## TASKS AND EXERCISES
1. Reproduce the surprisal analysis passage, starting with "For some languages, we" and going on through "t = 31.154.".
2. In the surprisal analysis passage, to what value was the alpha threshold lowered after the Bonferroni correction?

## SOURCE EXTRACT
+ + + + +

All analyses were performed in RStudio (Version 1.1.463). In order to assess whether surprisal differed between the first and the last half of utterances, we built linear mixed-effects models using the lme4 package (Bates et al., 2015, p. 4). For each corpus, we first created a null model with surprisal as the dependent variable, number of words as a fixed effect, and dyad/speaker as a nested random intercept. Random slopes were not included, as this led to singular model fits. Using likelihood ratio tests of model comparison, we compared this model against the same model that also included utterance half (binary variable: first or last). This tests whether there is a difference between the first and last halves of the utterances, and specifically whether the first half shows higher or lower surprisal compared with the last half. In order to account for the number of tests being performed, we applied a Bonferroni correction and lowered our alpha threshold from 0.05 to 0.008. For each language corpus, we report the results of the model comparison, and the fixed-effect estimate taken from the model.

Finally, while our main question was whether each individual language showed a particular pattern of front or back loading, we were also interested in whether there were cross-linguistic differences in these patterns. We therefore also tested a model with surprisal difference (surprisal last half − surprisal first half) as the dependent variable, and language corpus as the main predictor of interest. This model, as well as the base model that it was compared against, also included number of words per utterance as a fixed effect, and a nested random effect of dyad/speaker. We then used emmeans to compute pairwise contrasts between each language, with Tukey’s adjustment of p values. As a complementary analysis, we also aimed to assess surprisal at the word level, with surprisal as dependent variable, utterance half and language corpus as fixed effects, and dyad/speaker as a nested random intercept. However, these models failed to converge, and thus are not reported further. We provide the scripts and data for these analyses alongside our main data and scripts (see subsection Data Availability).

Results

For some languages, we found higher surprisal in the last half of the utterance, such as in English, model comparison: χ2(1) = 45.714, p < .001, fixed-effect estimate: 0.021, t = 6.765); Spanish, χ2(1) = 72.439, p < .001, fixed-effect estimate: 0.033, t = 8.518; and Mandarin, model comparison: χ2(1) = 950.23, p < .001, fixed-effect estimate: 0.233, t = 31.154.

+ + + + +

## SUPPLIED MATERIAL
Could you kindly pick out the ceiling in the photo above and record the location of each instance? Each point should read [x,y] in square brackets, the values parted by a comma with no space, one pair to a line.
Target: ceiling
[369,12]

+ + + + +

## EXPECTED ANSWERS
1.
For some languages, we found higher surprisal in the last half of the utterance, such as in English, model comparison: χ2(1) = 45.714, p < .001, fixed-effect estimate: 0.021, t = 6.765); Spanish, χ2(1) = 72.439, p < .001, fixed-effect estimate: 0.033, t = 8.518; and Mandarin, model comparison: χ2(1) = 950.23, p < .001, fixed-effect estimate: 0.233, t = 31.154.

2. 0.008